- TASK INSTRUCTIONS: Your copy must hold all of the data below, unchanged and without images.

Image point grounding data:
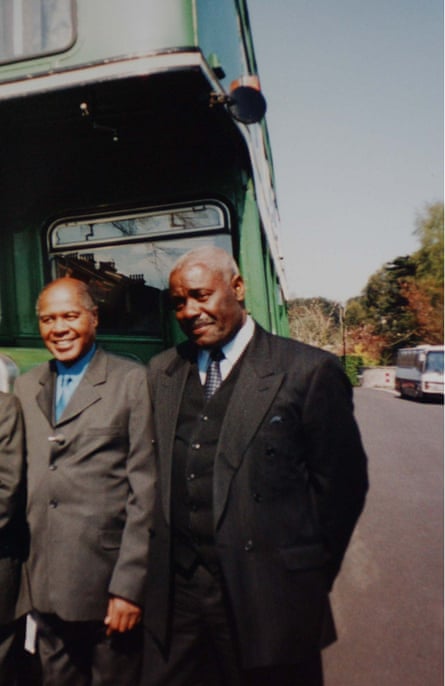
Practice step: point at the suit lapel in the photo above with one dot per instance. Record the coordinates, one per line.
(256, 387)
(167, 402)
(45, 396)
(88, 391)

- ANSWER SPACE:
Practice step: point at the suit lapel in the photo above with one dot per instance. Record the coordinates, one per line.
(256, 387)
(167, 402)
(45, 396)
(88, 391)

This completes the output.